Task statement
Transcribe every line of the entries exactly.

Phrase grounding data
________________________________________

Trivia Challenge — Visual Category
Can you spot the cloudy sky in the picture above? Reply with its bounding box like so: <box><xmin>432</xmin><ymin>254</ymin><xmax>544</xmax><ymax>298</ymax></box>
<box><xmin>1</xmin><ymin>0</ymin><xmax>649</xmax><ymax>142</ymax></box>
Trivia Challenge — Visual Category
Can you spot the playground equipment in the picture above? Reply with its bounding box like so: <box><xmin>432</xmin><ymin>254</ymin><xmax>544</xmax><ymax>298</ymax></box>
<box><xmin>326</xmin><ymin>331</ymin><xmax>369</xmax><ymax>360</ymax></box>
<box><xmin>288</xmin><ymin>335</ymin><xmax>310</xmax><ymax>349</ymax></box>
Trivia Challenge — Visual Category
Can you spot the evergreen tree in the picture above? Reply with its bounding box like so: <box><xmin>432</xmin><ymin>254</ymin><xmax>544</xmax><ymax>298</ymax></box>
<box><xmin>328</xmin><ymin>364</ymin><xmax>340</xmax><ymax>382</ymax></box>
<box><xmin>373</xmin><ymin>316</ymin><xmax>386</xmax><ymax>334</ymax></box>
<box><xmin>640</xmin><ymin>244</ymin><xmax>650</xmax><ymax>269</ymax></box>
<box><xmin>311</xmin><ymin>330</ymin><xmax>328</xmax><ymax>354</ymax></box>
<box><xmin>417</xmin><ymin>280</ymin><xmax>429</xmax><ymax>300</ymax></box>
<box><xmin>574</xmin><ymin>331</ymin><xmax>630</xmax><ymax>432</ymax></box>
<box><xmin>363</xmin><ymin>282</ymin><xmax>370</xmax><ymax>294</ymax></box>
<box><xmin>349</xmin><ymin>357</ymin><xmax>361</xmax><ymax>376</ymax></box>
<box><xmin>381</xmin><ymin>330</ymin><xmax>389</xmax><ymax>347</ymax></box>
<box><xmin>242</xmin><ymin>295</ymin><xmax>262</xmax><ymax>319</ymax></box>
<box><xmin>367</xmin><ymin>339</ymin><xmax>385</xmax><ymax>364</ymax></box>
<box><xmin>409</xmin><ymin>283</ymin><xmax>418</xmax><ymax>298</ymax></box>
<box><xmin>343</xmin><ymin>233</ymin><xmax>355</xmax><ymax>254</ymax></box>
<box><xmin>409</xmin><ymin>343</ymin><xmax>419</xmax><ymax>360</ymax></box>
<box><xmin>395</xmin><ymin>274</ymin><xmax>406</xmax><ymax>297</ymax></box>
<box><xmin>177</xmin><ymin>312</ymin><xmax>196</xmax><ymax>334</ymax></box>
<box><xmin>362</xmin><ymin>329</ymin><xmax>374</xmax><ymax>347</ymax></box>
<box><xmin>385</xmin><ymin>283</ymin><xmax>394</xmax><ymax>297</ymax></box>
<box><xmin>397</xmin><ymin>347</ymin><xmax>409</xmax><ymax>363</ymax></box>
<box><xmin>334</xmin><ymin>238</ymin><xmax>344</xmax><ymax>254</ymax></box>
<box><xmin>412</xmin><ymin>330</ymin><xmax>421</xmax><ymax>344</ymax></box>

________________________________________

Answer to this task
Trivia Challenge — Visual Category
Can you spot the cloudy sky in the picture above? Reply with its bounding box like so: <box><xmin>432</xmin><ymin>254</ymin><xmax>544</xmax><ymax>298</ymax></box>
<box><xmin>1</xmin><ymin>0</ymin><xmax>649</xmax><ymax>142</ymax></box>
Trivia Challenge — Visual Category
Can you spot the playground equipment in the picture above? Reply with its bounding box like so: <box><xmin>432</xmin><ymin>254</ymin><xmax>544</xmax><ymax>298</ymax></box>
<box><xmin>326</xmin><ymin>331</ymin><xmax>369</xmax><ymax>360</ymax></box>
<box><xmin>288</xmin><ymin>335</ymin><xmax>310</xmax><ymax>349</ymax></box>
Trivia Challenge — Visual Category
Can you spot the evergreen tree in the picture above? Reply with its bounding box like so: <box><xmin>432</xmin><ymin>254</ymin><xmax>544</xmax><ymax>298</ymax></box>
<box><xmin>328</xmin><ymin>364</ymin><xmax>340</xmax><ymax>382</ymax></box>
<box><xmin>373</xmin><ymin>316</ymin><xmax>386</xmax><ymax>334</ymax></box>
<box><xmin>640</xmin><ymin>244</ymin><xmax>650</xmax><ymax>269</ymax></box>
<box><xmin>311</xmin><ymin>330</ymin><xmax>328</xmax><ymax>354</ymax></box>
<box><xmin>417</xmin><ymin>280</ymin><xmax>429</xmax><ymax>300</ymax></box>
<box><xmin>574</xmin><ymin>331</ymin><xmax>630</xmax><ymax>432</ymax></box>
<box><xmin>363</xmin><ymin>282</ymin><xmax>370</xmax><ymax>294</ymax></box>
<box><xmin>349</xmin><ymin>357</ymin><xmax>361</xmax><ymax>376</ymax></box>
<box><xmin>381</xmin><ymin>330</ymin><xmax>389</xmax><ymax>347</ymax></box>
<box><xmin>242</xmin><ymin>295</ymin><xmax>262</xmax><ymax>319</ymax></box>
<box><xmin>367</xmin><ymin>339</ymin><xmax>385</xmax><ymax>364</ymax></box>
<box><xmin>409</xmin><ymin>283</ymin><xmax>418</xmax><ymax>298</ymax></box>
<box><xmin>343</xmin><ymin>233</ymin><xmax>355</xmax><ymax>254</ymax></box>
<box><xmin>409</xmin><ymin>343</ymin><xmax>419</xmax><ymax>360</ymax></box>
<box><xmin>395</xmin><ymin>274</ymin><xmax>406</xmax><ymax>297</ymax></box>
<box><xmin>177</xmin><ymin>312</ymin><xmax>196</xmax><ymax>334</ymax></box>
<box><xmin>362</xmin><ymin>329</ymin><xmax>374</xmax><ymax>347</ymax></box>
<box><xmin>385</xmin><ymin>283</ymin><xmax>394</xmax><ymax>297</ymax></box>
<box><xmin>397</xmin><ymin>347</ymin><xmax>409</xmax><ymax>363</ymax></box>
<box><xmin>334</xmin><ymin>238</ymin><xmax>344</xmax><ymax>254</ymax></box>
<box><xmin>412</xmin><ymin>330</ymin><xmax>421</xmax><ymax>344</ymax></box>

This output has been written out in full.